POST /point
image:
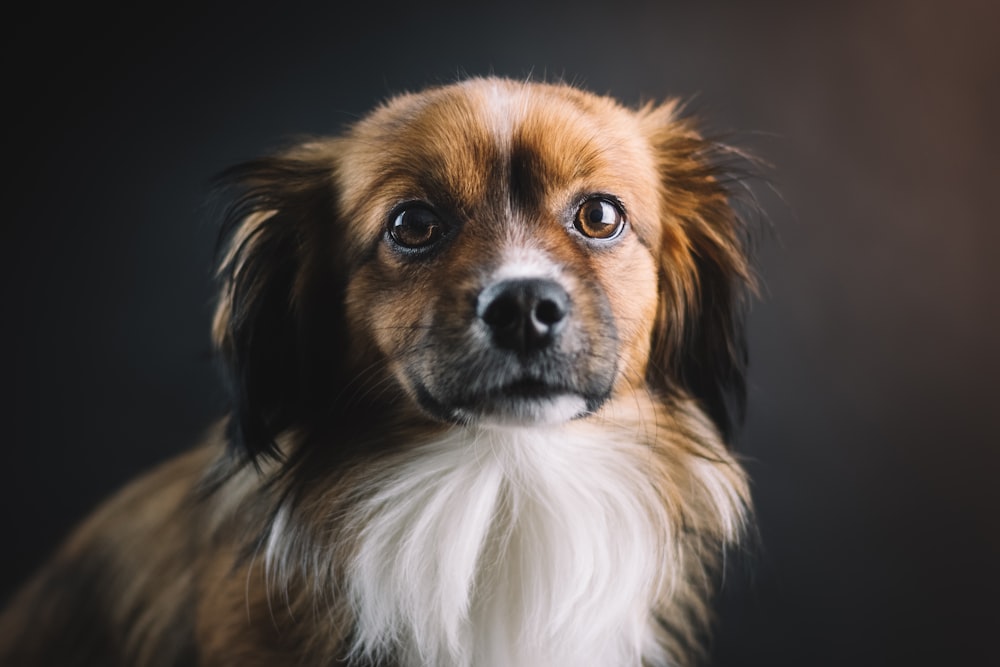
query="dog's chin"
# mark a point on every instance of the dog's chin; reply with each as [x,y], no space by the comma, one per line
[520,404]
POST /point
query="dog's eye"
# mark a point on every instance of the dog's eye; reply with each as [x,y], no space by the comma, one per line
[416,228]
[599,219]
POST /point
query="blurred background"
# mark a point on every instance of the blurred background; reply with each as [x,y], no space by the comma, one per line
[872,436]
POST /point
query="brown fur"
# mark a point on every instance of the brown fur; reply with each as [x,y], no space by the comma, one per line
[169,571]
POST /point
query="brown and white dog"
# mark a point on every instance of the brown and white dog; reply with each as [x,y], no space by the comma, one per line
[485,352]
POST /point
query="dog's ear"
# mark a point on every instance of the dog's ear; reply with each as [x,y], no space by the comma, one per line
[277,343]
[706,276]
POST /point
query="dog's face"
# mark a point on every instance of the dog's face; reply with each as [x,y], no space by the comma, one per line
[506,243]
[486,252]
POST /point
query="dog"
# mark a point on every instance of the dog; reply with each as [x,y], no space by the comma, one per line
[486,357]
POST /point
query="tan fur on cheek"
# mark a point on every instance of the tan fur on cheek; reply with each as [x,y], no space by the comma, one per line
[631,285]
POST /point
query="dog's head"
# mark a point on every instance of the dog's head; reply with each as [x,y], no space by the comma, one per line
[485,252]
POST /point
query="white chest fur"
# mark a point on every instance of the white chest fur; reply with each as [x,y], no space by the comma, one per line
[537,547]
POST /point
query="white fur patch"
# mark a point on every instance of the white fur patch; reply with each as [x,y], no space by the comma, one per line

* * *

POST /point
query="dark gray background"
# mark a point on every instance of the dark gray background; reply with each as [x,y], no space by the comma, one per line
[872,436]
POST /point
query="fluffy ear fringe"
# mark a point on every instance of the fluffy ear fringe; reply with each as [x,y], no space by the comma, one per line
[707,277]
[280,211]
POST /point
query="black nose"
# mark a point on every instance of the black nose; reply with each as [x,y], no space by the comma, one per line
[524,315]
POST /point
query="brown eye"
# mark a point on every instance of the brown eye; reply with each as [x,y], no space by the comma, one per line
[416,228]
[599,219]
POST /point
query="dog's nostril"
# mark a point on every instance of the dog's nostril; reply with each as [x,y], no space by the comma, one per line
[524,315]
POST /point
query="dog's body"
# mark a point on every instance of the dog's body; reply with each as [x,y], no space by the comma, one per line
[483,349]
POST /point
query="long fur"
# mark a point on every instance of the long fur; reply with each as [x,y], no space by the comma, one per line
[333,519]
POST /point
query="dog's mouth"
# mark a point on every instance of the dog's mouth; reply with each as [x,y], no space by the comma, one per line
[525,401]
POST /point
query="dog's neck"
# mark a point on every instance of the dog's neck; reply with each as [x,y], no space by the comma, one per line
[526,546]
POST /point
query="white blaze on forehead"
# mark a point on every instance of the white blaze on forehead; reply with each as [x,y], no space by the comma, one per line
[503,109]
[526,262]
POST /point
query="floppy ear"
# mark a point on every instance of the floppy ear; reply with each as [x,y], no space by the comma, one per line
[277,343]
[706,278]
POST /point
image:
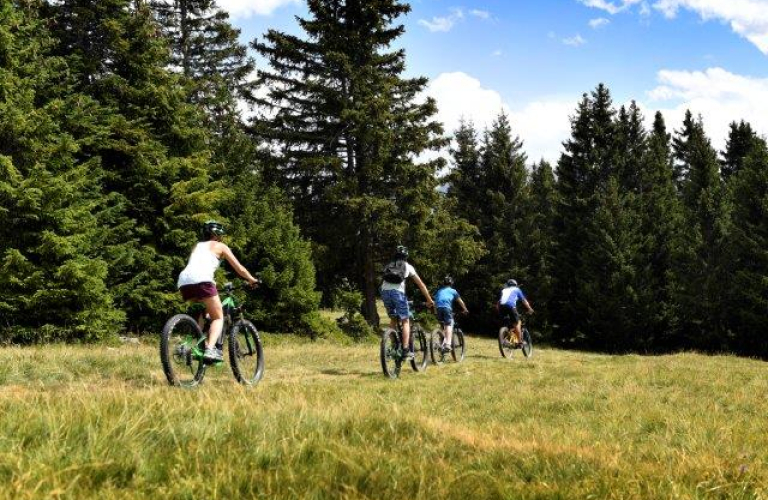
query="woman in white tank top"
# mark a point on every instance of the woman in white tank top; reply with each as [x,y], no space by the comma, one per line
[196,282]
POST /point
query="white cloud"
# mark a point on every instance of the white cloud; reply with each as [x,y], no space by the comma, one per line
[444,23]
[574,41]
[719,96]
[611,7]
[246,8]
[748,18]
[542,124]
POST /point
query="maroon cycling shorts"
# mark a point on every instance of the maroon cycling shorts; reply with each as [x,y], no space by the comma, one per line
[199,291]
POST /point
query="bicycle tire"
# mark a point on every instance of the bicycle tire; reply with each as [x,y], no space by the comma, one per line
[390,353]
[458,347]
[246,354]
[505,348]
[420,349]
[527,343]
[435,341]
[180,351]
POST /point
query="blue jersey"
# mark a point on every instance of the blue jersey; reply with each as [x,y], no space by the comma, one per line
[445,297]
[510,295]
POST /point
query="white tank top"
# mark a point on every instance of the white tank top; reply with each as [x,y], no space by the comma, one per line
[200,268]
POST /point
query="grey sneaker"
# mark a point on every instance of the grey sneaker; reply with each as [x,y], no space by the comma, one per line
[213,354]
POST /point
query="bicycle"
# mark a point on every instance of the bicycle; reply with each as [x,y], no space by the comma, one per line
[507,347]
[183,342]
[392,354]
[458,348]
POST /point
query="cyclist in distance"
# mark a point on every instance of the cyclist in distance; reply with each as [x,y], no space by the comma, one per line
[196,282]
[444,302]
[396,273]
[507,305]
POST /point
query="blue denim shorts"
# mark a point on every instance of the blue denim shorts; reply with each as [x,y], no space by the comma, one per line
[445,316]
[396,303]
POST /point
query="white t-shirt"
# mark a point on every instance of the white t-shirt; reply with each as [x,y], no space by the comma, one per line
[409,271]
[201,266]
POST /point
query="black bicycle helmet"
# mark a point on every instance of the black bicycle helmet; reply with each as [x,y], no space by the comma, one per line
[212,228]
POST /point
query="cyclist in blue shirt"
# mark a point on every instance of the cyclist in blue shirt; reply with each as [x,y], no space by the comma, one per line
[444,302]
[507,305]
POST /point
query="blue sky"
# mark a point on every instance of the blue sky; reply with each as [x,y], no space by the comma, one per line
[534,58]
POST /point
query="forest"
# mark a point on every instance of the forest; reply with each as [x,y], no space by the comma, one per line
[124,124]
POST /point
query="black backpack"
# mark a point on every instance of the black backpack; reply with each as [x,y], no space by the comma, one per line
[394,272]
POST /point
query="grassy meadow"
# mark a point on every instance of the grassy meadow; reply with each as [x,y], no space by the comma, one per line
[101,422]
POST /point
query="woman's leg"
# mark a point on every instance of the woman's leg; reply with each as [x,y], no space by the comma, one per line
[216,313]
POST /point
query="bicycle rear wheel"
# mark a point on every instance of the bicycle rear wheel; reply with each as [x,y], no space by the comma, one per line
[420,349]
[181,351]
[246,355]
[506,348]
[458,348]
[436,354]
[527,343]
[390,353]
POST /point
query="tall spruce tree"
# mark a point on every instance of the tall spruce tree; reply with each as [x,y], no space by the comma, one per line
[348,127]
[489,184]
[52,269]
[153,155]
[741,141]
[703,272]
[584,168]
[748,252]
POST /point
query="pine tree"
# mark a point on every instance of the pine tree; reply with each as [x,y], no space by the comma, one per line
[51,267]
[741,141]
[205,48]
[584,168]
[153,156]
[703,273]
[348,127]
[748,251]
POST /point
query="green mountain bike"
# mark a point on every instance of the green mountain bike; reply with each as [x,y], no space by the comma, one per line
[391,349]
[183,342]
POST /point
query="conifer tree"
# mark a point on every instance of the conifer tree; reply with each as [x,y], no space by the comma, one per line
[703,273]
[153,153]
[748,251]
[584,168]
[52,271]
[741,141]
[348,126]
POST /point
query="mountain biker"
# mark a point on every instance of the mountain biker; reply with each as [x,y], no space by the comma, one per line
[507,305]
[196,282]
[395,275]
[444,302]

==

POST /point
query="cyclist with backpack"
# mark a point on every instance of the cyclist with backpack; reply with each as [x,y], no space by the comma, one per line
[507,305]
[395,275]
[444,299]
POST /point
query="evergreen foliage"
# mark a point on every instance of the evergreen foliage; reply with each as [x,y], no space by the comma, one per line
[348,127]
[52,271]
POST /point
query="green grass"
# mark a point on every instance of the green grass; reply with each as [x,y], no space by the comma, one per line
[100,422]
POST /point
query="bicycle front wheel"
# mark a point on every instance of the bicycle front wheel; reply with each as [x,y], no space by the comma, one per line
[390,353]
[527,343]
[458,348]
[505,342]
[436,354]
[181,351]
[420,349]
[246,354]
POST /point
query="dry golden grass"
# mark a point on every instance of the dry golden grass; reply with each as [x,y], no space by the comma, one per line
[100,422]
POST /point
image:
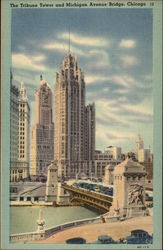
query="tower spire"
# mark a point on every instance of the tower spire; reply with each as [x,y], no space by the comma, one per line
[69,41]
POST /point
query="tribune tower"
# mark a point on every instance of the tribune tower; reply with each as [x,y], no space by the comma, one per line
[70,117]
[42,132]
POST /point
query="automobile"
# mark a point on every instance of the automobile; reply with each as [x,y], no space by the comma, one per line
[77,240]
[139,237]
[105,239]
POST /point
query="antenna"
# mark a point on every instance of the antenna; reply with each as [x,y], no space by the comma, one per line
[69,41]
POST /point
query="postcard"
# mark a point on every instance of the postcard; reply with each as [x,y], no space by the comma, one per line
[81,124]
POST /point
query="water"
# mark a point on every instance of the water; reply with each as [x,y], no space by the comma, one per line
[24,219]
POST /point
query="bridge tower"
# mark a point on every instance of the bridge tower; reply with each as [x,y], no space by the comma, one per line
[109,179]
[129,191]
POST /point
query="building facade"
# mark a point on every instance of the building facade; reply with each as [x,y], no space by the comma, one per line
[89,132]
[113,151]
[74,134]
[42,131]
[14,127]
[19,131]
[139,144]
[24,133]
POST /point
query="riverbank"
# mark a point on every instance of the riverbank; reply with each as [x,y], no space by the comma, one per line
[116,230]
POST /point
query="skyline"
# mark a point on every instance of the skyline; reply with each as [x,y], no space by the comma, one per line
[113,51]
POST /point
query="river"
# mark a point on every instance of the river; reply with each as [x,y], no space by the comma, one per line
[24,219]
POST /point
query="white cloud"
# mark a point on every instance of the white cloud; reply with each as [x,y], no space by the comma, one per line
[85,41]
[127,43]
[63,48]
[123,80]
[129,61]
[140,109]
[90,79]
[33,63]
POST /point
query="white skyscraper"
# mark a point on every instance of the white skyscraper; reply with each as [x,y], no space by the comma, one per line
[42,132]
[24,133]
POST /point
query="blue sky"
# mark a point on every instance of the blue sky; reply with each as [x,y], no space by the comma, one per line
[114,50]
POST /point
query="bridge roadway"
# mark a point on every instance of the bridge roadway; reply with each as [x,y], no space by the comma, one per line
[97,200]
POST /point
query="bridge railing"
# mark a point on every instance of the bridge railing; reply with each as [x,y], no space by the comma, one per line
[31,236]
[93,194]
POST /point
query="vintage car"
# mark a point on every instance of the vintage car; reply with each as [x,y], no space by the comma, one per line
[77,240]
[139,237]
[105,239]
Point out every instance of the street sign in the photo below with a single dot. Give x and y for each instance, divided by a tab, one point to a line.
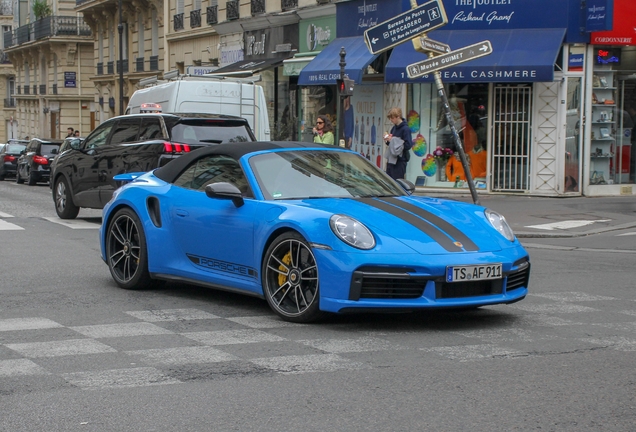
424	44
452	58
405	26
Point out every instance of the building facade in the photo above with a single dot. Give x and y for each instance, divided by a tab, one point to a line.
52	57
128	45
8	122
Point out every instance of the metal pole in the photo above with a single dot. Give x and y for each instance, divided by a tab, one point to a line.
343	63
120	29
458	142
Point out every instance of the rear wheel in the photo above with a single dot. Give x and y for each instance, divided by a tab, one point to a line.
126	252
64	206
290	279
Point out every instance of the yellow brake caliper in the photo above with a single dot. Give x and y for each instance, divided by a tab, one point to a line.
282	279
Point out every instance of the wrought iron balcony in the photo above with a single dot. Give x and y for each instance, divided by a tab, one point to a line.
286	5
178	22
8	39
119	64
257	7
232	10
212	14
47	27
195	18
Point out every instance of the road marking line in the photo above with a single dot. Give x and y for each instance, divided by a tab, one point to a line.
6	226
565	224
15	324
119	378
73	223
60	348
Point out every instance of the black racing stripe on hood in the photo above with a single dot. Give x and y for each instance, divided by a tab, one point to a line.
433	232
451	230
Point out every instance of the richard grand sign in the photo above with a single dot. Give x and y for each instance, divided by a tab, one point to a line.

## INSTRUCTIONS FOR THE TASK
Identify every line in the entries above that contains the string "blurred", matching case exactly, and copy each of those lines in full.

## CORRECT RESPONSE
query="blurred background"
# mark a point on every instance of the blurred background; reply with each as [x,y], no space by the comma, one per line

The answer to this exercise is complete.